# Assigned task
Repeat each record word for word.

Natural-language object grounding data
■ ■ ■ ■

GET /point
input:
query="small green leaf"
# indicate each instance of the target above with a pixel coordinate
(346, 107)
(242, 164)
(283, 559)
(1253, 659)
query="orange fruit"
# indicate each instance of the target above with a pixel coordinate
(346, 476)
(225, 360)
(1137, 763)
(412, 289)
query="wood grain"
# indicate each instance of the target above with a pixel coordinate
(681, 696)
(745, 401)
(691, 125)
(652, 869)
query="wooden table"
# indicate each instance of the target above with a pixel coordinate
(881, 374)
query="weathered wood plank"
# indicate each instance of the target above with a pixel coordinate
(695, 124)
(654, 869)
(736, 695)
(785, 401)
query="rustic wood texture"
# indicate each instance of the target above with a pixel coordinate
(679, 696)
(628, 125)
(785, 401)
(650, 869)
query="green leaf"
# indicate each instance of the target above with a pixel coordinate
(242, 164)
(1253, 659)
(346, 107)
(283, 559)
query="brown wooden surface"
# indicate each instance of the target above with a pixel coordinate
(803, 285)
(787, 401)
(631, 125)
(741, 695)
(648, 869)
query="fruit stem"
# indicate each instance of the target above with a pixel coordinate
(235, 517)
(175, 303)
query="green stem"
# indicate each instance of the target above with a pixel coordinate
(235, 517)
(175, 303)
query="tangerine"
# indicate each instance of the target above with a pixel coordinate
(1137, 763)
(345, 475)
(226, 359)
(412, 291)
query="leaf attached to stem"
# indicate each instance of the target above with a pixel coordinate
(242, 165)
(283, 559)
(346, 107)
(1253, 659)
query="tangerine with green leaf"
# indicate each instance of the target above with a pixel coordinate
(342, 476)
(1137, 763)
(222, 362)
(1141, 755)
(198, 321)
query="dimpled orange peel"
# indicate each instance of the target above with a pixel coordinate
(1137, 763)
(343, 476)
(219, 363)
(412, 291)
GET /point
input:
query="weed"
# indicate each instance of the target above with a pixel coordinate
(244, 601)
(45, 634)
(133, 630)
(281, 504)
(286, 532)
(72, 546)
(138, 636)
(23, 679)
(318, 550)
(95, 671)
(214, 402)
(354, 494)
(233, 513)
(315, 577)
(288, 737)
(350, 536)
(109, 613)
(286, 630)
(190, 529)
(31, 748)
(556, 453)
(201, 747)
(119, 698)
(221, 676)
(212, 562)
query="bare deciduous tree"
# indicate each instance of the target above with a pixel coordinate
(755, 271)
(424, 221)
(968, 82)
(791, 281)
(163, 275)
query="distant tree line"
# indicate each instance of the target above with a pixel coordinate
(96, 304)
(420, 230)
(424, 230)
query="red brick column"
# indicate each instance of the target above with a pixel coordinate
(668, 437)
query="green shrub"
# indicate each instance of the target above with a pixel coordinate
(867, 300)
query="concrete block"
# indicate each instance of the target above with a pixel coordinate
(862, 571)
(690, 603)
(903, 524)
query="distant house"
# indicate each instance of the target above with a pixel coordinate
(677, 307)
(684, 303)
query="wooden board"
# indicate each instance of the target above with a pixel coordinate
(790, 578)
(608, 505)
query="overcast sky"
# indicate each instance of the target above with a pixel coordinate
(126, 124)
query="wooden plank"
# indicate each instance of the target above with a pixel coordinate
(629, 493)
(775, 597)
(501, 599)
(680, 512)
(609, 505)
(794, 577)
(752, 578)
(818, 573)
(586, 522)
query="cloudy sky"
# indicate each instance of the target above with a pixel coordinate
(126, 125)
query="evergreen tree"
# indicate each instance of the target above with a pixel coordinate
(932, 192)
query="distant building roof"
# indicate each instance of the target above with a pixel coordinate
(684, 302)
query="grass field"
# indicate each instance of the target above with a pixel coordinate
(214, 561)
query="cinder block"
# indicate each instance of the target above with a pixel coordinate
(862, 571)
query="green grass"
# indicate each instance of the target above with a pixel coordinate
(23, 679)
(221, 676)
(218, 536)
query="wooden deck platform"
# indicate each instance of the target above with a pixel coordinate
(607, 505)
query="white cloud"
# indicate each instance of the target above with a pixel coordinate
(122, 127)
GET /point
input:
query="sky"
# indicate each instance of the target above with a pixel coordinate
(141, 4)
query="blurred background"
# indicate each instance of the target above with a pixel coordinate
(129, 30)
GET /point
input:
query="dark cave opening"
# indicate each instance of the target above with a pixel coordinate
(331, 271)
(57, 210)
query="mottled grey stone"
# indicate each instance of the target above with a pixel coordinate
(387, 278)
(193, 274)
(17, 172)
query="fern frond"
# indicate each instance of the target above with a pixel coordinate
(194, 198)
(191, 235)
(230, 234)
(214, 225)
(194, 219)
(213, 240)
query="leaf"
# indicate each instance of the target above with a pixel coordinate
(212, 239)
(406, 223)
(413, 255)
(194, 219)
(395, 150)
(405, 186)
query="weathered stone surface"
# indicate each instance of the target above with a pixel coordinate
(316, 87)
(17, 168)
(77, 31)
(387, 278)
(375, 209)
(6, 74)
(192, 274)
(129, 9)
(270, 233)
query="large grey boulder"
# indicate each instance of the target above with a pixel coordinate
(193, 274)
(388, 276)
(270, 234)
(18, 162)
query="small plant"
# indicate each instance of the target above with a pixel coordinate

■ ■ ■ ■

# Solution to this task
GET /point
input:
query="small green leaf"
# indicate each instance of the target above with a pixel coordinate
(346, 107)
(242, 164)
(283, 559)
(1253, 659)
query="orange fruit"
# indicate each instance of the target above with a pixel coordinate
(346, 476)
(225, 360)
(1137, 763)
(412, 289)
query="wood grain"
# indicate each instance of the target above with a pixel coordinate
(681, 696)
(745, 401)
(691, 125)
(652, 869)
query="wooden table"
# indicate each instance of the target above with a pixel coordinate
(881, 374)
query="weathered wood plank"
# indicate each instance of the target above with a pixel coordinate
(695, 124)
(654, 869)
(736, 695)
(785, 401)
query="rustic wood texture"
# indicate each instance of the target above with a pixel coordinate
(679, 696)
(628, 125)
(785, 401)
(650, 869)
query="green leaf"
# indicate each instance of the target above with a pixel coordinate
(242, 164)
(1253, 659)
(346, 107)
(283, 559)
query="brown wooden surface"
# indicate each instance of the target above with a pixel coordinate
(803, 285)
(787, 401)
(631, 125)
(741, 695)
(648, 869)
query="fruit stem"
# indicate each instance of the target above with a pixel coordinate
(235, 517)
(175, 303)
query="green stem"
# indicate each instance of the target above with a pixel coordinate
(235, 517)
(175, 303)
query="tangerine"
# indicate each instance of the target above with a pixel coordinate
(1137, 763)
(345, 475)
(226, 359)
(412, 291)
query="leaf attached to stem"
# indicate each instance of the target above with a pixel coordinate
(242, 165)
(283, 559)
(346, 107)
(1253, 659)
query="tangerine with green leaf"
# indicate each instance of the target above with a pixel coordinate
(342, 476)
(1137, 763)
(222, 362)
(1141, 755)
(198, 321)
query="dimpled orange peel"
# indicate each instance of the target above with a pixel coordinate
(1137, 763)
(343, 476)
(219, 363)
(412, 291)
GET /point
input:
query="weed"
# indicate each instance of the target above with a pixel coordinate
(244, 601)
(45, 634)
(133, 630)
(281, 504)
(286, 532)
(72, 546)
(138, 636)
(23, 679)
(318, 550)
(95, 671)
(214, 402)
(354, 494)
(233, 513)
(315, 577)
(288, 737)
(350, 536)
(109, 613)
(286, 630)
(190, 529)
(31, 748)
(556, 453)
(201, 747)
(119, 698)
(221, 676)
(212, 562)
query="bare deciduous tree"
# indicate each instance of the target above with a pixel coordinate
(755, 271)
(424, 221)
(968, 82)
(791, 281)
(163, 275)
query="distant tree line"
# indicate each instance of the target above with a pixel coordinate
(96, 304)
(420, 230)
(424, 230)
query="red brick column"
# indicate each instance of the target above with a pixel coordinate
(668, 437)
query="green shrub"
# indicate each instance of the target above with a pixel coordinate
(867, 300)
query="concrete block"
# indicate each instance of the target above with a pixel coordinate
(862, 571)
(690, 603)
(903, 524)
query="distant house"
# indicate each instance of the target above with a pixel coordinate
(677, 307)
(684, 303)
query="wooden board"
# indicate each instance of the target above with a pixel coordinate
(790, 578)
(608, 505)
query="overcast sky"
# indicate each instance of the target above with a pixel coordinate
(126, 124)
query="wooden plank"
# indicate each instance of the target above with a pixel coordinate
(629, 493)
(775, 597)
(501, 599)
(680, 512)
(609, 505)
(794, 577)
(752, 578)
(818, 573)
(586, 522)
query="cloudy sky"
# indicate each instance of the target above with a pixel coordinate
(126, 125)
query="evergreen tree"
# indicate each instance of the target above with a pixel coordinate
(932, 192)
query="distant building roof"
# indicate each instance of the target above with a pixel coordinate
(684, 302)
query="grass field"
# indicate each instance of the target above with a pixel coordinate
(214, 561)
query="cinder block"
# indicate each instance of the target above with a pixel coordinate
(862, 571)
query="green grass"
# indicate each instance of the target above with a pixel coordinate
(23, 679)
(221, 676)
(218, 536)
query="wooden deck platform"
# indicate each instance of the target above with a pixel coordinate
(607, 505)
query="white cloud"
# indicate each instance of the target above with a pixel coordinate
(122, 127)
GET /point
input:
query="sky"
# indicate each instance of the target above with a pixel coordinate
(141, 4)
query="blurred background"
# indicate each instance of the target above with a pixel coordinate
(129, 30)
GET /point
input:
query="dark cave opening"
# indicate each instance of the target above with a pixel coordinate
(331, 271)
(57, 210)
query="mottled grey stone"
# indicate each instance of the target above with a pixel coordinate
(387, 278)
(193, 274)
(17, 172)
query="fern frond"
# indicate each instance of the target above with a pixel coordinate
(194, 198)
(191, 235)
(230, 234)
(214, 225)
(194, 219)
(213, 240)
query="leaf"
# indicate each instance of the target above with a pixel coordinate
(212, 239)
(406, 223)
(413, 255)
(194, 219)
(395, 150)
(405, 186)
query="weathered stone surface"
# indicate each instance of the target above with a pixel coordinate
(316, 87)
(17, 168)
(77, 31)
(387, 278)
(375, 209)
(6, 74)
(192, 274)
(129, 9)
(270, 233)
query="large grey boulder"
# indicate each instance of the target above with a pixel coordinate
(193, 274)
(388, 276)
(270, 234)
(18, 162)
query="small plant"
# indicate each instance of the target above with a pixel coordinate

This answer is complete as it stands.